Prompt
Could you give back every record below exactly, leaving out the pictures?

[Records from a collection]
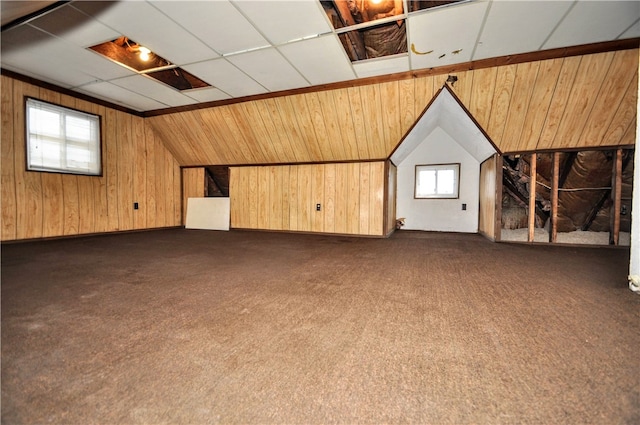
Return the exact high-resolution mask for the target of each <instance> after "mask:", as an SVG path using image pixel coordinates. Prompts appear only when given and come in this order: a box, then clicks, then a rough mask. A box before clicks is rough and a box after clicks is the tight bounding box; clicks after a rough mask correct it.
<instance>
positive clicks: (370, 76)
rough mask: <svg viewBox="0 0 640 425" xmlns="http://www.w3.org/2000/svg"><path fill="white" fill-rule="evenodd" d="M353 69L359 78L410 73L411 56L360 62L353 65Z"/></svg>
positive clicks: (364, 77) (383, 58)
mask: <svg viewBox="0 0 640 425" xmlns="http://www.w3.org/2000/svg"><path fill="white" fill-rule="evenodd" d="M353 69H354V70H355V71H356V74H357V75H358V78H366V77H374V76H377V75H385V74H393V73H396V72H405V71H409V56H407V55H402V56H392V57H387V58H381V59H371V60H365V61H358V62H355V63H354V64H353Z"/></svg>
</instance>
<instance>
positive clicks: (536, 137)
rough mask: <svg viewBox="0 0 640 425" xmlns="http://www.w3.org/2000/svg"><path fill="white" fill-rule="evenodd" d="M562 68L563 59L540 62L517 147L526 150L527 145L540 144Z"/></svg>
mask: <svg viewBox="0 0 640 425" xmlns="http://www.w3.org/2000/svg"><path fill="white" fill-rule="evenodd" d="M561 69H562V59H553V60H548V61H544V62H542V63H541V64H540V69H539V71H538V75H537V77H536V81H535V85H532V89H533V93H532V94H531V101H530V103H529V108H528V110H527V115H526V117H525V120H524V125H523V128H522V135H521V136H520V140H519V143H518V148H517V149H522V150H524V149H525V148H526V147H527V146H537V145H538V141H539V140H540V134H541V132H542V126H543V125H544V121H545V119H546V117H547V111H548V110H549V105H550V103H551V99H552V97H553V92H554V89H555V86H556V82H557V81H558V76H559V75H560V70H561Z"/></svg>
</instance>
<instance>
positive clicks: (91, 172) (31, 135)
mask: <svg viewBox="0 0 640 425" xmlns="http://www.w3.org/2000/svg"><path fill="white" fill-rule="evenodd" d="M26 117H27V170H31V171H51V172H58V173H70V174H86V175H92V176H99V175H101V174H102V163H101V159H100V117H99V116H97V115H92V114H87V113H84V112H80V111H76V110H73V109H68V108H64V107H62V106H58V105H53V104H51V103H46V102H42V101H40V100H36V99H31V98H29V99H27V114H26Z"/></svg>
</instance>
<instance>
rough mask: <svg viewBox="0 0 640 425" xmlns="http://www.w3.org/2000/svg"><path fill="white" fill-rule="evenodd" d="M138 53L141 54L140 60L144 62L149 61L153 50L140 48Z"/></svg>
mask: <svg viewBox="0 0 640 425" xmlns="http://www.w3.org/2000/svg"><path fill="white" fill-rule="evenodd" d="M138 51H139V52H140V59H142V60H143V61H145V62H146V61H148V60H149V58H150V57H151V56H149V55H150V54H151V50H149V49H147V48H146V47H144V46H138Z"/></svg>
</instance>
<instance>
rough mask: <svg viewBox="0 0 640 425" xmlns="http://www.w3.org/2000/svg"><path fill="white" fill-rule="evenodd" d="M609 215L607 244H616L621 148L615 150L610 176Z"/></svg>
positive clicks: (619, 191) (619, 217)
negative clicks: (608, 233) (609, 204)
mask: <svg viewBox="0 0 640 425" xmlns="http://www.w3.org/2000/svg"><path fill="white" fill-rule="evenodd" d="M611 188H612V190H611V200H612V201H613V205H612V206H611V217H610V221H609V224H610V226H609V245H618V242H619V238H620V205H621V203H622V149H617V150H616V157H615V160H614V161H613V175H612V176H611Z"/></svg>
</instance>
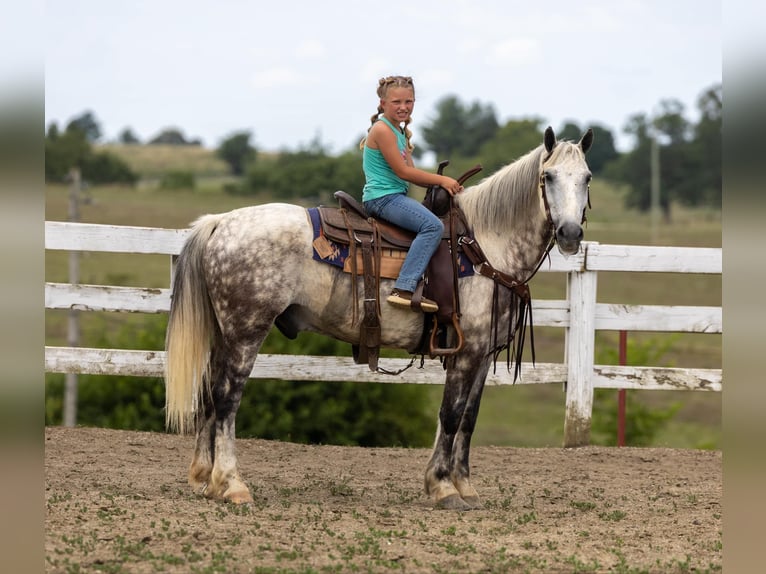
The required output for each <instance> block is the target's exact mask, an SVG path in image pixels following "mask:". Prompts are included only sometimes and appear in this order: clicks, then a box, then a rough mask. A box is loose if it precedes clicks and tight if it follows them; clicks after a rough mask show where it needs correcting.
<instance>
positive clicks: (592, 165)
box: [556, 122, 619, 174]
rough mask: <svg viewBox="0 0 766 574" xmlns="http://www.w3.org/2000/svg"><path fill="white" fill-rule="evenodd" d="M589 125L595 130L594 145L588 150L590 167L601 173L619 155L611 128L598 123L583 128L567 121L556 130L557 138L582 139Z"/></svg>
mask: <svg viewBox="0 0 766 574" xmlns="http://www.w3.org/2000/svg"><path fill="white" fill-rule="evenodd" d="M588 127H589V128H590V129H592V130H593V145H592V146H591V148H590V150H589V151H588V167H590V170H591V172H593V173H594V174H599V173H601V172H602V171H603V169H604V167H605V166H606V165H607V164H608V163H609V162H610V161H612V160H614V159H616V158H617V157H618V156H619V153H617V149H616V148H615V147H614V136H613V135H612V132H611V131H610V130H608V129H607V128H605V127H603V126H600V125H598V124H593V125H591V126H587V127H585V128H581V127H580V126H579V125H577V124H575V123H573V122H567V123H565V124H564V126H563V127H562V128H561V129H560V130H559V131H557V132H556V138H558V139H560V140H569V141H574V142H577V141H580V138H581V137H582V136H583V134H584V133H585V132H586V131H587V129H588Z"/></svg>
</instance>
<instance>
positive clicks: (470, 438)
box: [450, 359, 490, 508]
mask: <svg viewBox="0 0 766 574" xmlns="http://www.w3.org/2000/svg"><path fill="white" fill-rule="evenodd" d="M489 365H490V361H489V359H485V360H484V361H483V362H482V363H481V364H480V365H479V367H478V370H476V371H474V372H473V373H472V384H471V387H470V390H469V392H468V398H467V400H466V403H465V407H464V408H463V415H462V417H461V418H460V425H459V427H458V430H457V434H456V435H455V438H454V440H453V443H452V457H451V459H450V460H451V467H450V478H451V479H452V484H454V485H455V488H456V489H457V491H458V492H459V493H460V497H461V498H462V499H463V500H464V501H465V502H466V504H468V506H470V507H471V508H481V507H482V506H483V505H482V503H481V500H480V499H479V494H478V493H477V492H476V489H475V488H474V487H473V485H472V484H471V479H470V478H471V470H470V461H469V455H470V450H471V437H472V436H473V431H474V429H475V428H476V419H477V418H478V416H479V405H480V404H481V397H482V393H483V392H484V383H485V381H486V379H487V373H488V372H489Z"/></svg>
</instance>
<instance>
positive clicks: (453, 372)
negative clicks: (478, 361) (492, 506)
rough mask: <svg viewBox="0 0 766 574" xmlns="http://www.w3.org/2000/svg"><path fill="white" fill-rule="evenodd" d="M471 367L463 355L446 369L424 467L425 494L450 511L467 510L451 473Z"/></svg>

Answer for the task
Return the exact high-resolution mask for the target of each <instance> after "mask:", as an SVG path using image pixel coordinates. Prompts appear only when given and come in this order: a box, then clicks, then a rough mask. A box before clicks is rough and a box after clicks is the tight bounding box; clicks after a rough mask correct it.
<instance>
positive clicks: (370, 76)
rough mask: <svg viewBox="0 0 640 425" xmlns="http://www.w3.org/2000/svg"><path fill="white" fill-rule="evenodd" d="M353 69L359 78L410 73L411 56L360 62L353 65Z"/></svg>
positive clicks: (364, 77) (383, 58)
mask: <svg viewBox="0 0 640 425" xmlns="http://www.w3.org/2000/svg"><path fill="white" fill-rule="evenodd" d="M353 69H354V70H355V71H356V74H357V75H358V78H366V77H374V76H377V75H385V74H393V73H396V72H405V71H409V56H407V55H402V56H392V57H387V58H381V59H371V60H365V61H358V62H355V63H354V64H353Z"/></svg>
</instance>
<instance>
positive clicks: (536, 137)
rough mask: <svg viewBox="0 0 640 425" xmlns="http://www.w3.org/2000/svg"><path fill="white" fill-rule="evenodd" d="M562 68L563 59L540 62L517 147L526 150L527 145L540 144Z"/></svg>
mask: <svg viewBox="0 0 640 425" xmlns="http://www.w3.org/2000/svg"><path fill="white" fill-rule="evenodd" d="M561 69H562V59H553V60H548V61H544V62H542V63H541V64H540V69H539V71H538V75H537V77H536V81H535V85H532V89H533V93H532V94H531V101H530V103H529V108H528V110H527V115H526V117H525V120H524V125H523V128H522V135H521V136H520V140H519V143H518V148H517V149H522V150H524V149H525V148H526V147H527V146H537V145H538V141H539V140H540V134H541V132H542V126H543V125H544V121H545V119H546V117H547V111H548V110H549V105H550V103H551V99H552V97H553V92H554V89H555V86H556V82H557V81H558V76H559V75H560V70H561Z"/></svg>
</instance>
<instance>
positive clicks: (91, 172) (31, 135)
mask: <svg viewBox="0 0 640 425" xmlns="http://www.w3.org/2000/svg"><path fill="white" fill-rule="evenodd" d="M26 117H27V170H31V171H51V172H58V173H70V174H86V175H92V176H99V175H101V174H102V163H101V159H100V117H99V116H97V115H92V114H87V113H84V112H80V111H76V110H73V109H68V108H64V107H62V106H58V105H53V104H51V103H46V102H42V101H40V100H36V99H31V98H29V99H27V114H26Z"/></svg>
</instance>
<instance>
rough mask: <svg viewBox="0 0 640 425" xmlns="http://www.w3.org/2000/svg"><path fill="white" fill-rule="evenodd" d="M138 53L141 54L140 60L144 62L149 61L153 50L140 48Z"/></svg>
mask: <svg viewBox="0 0 640 425" xmlns="http://www.w3.org/2000/svg"><path fill="white" fill-rule="evenodd" d="M138 51H139V52H140V59H142V60H143V61H145V62H146V61H148V60H149V58H150V57H151V56H149V55H150V54H151V50H149V49H147V48H146V47H144V46H138Z"/></svg>
</instance>
<instance>
rough mask: <svg viewBox="0 0 640 425" xmlns="http://www.w3.org/2000/svg"><path fill="white" fill-rule="evenodd" d="M609 215L607 244H616L621 148L615 150L610 176Z"/></svg>
positive clicks: (619, 191) (619, 217)
negative clicks: (608, 233) (609, 204)
mask: <svg viewBox="0 0 640 425" xmlns="http://www.w3.org/2000/svg"><path fill="white" fill-rule="evenodd" d="M611 188H612V190H611V200H612V201H613V205H612V206H611V217H610V221H609V224H610V226H609V245H618V242H619V238H620V205H621V203H622V149H617V150H616V157H615V160H614V161H613V175H612V176H611Z"/></svg>
</instance>
The required output for each <instance> block is the target's exact mask, an SVG path in image pixels following "mask:". Prompts are included only sometimes and appear in this order: clicks, then a box, then a rough mask. A box is loose if it precedes clicks and tight if it follows them; clicks after a rough mask show where it needs correcting.
<instance>
positive clicks: (592, 165)
box: [556, 122, 619, 174]
rough mask: <svg viewBox="0 0 766 574" xmlns="http://www.w3.org/2000/svg"><path fill="white" fill-rule="evenodd" d="M589 125L595 130L594 145L588 150L590 167L601 173L619 155L611 128L598 123L583 128L567 121L556 130L557 138L582 139Z"/></svg>
mask: <svg viewBox="0 0 766 574" xmlns="http://www.w3.org/2000/svg"><path fill="white" fill-rule="evenodd" d="M588 127H589V128H590V129H592V130H593V145H592V146H591V148H590V150H589V151H588V167H590V170H591V172H593V173H594V174H599V173H601V172H602V171H603V169H604V167H605V166H606V165H607V164H608V163H609V162H610V161H612V160H614V159H616V158H617V157H618V156H619V153H617V149H616V148H615V147H614V136H613V135H612V132H611V131H610V130H608V129H607V128H605V127H603V126H600V125H598V124H593V125H591V126H587V127H585V128H581V127H580V126H579V125H577V124H575V123H573V122H567V123H565V124H564V126H563V127H562V128H561V129H560V130H559V131H557V132H556V138H558V139H560V140H569V141H574V142H577V141H580V138H581V137H582V136H583V134H584V133H585V132H586V131H587V129H588Z"/></svg>
</instance>
<instance>
positive clicks: (470, 438)
box: [450, 359, 490, 508]
mask: <svg viewBox="0 0 766 574" xmlns="http://www.w3.org/2000/svg"><path fill="white" fill-rule="evenodd" d="M489 365H490V361H489V359H485V360H484V361H483V362H482V363H481V364H480V365H479V367H478V370H476V371H474V372H473V373H472V384H471V387H470V390H469V392H468V398H467V400H466V403H465V407H464V408H463V415H462V417H461V418H460V425H459V427H458V430H457V434H456V435H455V438H454V440H453V443H452V457H451V459H450V460H451V467H450V478H451V479H452V484H454V485H455V488H456V489H457V491H458V492H459V493H460V497H461V498H462V499H463V500H464V501H465V502H466V504H468V506H470V507H471V508H481V507H482V506H483V505H482V503H481V500H480V499H479V494H478V493H477V492H476V489H475V488H474V487H473V485H472V484H471V479H470V478H471V470H470V461H469V455H470V450H471V437H472V436H473V431H474V429H475V428H476V419H477V418H478V416H479V405H480V404H481V397H482V393H483V392H484V383H485V381H486V379H487V373H488V372H489Z"/></svg>
</instance>
<instance>
positive clicks: (453, 372)
negative clicks: (478, 361) (492, 506)
rough mask: <svg viewBox="0 0 766 574" xmlns="http://www.w3.org/2000/svg"><path fill="white" fill-rule="evenodd" d="M471 367L463 355L446 369L424 467L425 494L450 511L467 510L451 473Z"/></svg>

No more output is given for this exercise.